— START Dataset records —

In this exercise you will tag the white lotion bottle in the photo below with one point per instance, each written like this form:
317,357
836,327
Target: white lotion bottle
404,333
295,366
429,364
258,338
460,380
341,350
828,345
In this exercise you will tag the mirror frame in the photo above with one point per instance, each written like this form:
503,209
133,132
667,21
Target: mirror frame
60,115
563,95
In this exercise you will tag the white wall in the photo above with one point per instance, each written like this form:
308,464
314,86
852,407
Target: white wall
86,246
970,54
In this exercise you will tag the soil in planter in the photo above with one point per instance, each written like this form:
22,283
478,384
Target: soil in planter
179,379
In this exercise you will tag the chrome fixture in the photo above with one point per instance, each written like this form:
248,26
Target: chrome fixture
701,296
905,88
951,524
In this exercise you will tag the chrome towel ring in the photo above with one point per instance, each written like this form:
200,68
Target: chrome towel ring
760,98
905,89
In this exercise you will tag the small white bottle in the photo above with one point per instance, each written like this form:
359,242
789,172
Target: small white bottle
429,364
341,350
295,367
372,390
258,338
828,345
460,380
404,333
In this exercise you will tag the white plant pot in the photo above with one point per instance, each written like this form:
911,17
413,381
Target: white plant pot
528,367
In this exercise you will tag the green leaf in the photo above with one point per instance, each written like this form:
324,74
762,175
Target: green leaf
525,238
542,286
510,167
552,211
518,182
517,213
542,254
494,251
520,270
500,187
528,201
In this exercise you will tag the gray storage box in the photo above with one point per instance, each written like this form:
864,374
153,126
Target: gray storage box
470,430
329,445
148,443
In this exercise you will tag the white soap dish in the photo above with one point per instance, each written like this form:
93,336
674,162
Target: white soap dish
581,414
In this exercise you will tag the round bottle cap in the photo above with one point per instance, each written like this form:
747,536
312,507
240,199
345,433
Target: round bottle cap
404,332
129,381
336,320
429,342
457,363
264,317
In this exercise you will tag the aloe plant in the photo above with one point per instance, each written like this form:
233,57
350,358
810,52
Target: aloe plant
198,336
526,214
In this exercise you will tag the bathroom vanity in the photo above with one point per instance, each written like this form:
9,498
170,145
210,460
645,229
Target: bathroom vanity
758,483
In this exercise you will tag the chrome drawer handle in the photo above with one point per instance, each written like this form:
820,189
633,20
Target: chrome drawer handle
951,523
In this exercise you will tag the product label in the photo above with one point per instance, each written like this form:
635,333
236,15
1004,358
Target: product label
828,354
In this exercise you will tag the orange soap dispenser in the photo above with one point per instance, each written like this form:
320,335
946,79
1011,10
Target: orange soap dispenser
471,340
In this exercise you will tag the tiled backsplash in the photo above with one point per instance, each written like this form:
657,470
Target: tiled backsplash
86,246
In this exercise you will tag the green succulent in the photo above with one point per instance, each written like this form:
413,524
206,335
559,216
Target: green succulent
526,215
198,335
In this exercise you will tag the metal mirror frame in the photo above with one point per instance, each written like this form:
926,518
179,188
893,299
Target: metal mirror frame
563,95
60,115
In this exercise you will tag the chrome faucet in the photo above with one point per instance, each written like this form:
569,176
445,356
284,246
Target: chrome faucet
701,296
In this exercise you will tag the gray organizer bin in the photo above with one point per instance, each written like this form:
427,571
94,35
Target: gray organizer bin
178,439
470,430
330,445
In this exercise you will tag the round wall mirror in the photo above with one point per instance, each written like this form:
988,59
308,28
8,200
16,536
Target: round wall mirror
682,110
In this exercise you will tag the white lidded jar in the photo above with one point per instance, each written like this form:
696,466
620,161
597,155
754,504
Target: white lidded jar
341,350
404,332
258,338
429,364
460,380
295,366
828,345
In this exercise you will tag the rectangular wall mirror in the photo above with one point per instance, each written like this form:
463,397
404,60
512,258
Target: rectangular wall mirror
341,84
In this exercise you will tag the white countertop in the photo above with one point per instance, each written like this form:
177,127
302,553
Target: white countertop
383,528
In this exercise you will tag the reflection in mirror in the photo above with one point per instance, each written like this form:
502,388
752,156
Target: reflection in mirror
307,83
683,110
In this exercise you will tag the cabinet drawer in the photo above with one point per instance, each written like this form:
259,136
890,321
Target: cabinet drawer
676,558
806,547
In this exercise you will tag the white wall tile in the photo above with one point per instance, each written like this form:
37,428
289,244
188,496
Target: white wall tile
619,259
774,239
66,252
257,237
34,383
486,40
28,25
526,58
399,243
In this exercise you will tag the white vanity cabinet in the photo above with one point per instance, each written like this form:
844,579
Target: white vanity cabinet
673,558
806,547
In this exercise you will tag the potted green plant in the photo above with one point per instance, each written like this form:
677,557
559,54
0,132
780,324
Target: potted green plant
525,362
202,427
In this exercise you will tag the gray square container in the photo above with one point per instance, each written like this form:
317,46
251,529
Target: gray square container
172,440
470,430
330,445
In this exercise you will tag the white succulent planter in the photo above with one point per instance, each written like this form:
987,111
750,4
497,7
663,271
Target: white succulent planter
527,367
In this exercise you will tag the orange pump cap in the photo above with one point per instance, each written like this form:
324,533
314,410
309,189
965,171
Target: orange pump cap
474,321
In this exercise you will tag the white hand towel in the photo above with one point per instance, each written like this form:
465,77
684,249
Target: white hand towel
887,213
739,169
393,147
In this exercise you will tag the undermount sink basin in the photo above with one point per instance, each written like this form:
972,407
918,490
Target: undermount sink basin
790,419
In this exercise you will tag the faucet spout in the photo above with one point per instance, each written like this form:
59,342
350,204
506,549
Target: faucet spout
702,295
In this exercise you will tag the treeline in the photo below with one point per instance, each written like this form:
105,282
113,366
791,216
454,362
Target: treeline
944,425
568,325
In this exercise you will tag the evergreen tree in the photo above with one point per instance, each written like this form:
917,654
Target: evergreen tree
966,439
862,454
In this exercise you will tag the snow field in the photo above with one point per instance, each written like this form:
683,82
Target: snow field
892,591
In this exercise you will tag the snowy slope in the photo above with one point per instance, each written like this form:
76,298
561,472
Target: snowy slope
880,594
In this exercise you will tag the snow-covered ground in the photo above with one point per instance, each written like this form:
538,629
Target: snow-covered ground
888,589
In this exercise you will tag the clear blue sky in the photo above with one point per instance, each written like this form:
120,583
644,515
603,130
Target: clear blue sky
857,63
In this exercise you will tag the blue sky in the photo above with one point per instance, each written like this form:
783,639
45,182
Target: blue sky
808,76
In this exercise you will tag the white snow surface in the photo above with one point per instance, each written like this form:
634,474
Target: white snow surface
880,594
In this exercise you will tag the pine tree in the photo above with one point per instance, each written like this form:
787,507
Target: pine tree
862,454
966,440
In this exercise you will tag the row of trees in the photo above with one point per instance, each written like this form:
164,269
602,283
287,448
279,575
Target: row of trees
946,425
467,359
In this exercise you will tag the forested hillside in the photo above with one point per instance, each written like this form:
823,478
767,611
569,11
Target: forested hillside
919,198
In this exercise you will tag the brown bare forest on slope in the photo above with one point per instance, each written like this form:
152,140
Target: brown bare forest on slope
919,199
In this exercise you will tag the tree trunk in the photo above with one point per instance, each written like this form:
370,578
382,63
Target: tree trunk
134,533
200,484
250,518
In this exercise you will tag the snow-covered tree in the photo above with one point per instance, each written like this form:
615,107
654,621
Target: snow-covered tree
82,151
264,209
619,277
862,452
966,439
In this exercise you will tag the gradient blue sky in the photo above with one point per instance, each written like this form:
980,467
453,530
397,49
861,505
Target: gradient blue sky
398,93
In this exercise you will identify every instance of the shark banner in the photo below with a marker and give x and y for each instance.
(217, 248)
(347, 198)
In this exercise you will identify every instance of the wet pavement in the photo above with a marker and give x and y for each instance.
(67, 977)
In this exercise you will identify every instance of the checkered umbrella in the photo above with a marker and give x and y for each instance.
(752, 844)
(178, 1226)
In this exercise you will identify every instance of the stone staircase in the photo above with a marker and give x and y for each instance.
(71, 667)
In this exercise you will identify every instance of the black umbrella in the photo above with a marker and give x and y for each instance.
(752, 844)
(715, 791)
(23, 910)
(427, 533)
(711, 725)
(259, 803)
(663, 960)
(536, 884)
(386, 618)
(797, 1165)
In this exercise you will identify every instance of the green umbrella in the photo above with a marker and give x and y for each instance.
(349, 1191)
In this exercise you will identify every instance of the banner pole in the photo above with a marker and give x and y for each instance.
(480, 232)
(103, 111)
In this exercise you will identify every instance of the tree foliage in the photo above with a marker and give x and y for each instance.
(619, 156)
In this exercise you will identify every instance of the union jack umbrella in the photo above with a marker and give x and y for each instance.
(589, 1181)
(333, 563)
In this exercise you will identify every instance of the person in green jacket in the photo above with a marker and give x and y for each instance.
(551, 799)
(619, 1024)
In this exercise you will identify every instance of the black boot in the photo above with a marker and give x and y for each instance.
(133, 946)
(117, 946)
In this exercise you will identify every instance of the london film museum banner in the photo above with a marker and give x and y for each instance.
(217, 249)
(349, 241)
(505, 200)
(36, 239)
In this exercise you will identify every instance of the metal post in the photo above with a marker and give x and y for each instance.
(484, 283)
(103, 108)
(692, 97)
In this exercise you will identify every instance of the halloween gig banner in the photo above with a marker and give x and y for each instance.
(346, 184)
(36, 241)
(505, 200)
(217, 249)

— END Dataset records —

What to produce | Convert the material from the line with "the black umbrella" to the line with "(349, 1191)", both included, into a JSON list of strings with one string per line and no blank lines.

Correct answer |
[
  "In this exercise you will identify every instance of the black umbrella in the photo above with a marker and give x and y for each instance.",
  "(752, 844)",
  "(715, 791)",
  "(23, 910)",
  "(427, 533)",
  "(711, 725)",
  "(259, 803)",
  "(663, 960)",
  "(536, 884)",
  "(386, 618)",
  "(797, 1165)",
  "In this exercise you will identify every instance of the green umbrella in the photo above with a marker and give x and y for each instance.",
  "(349, 1191)"
]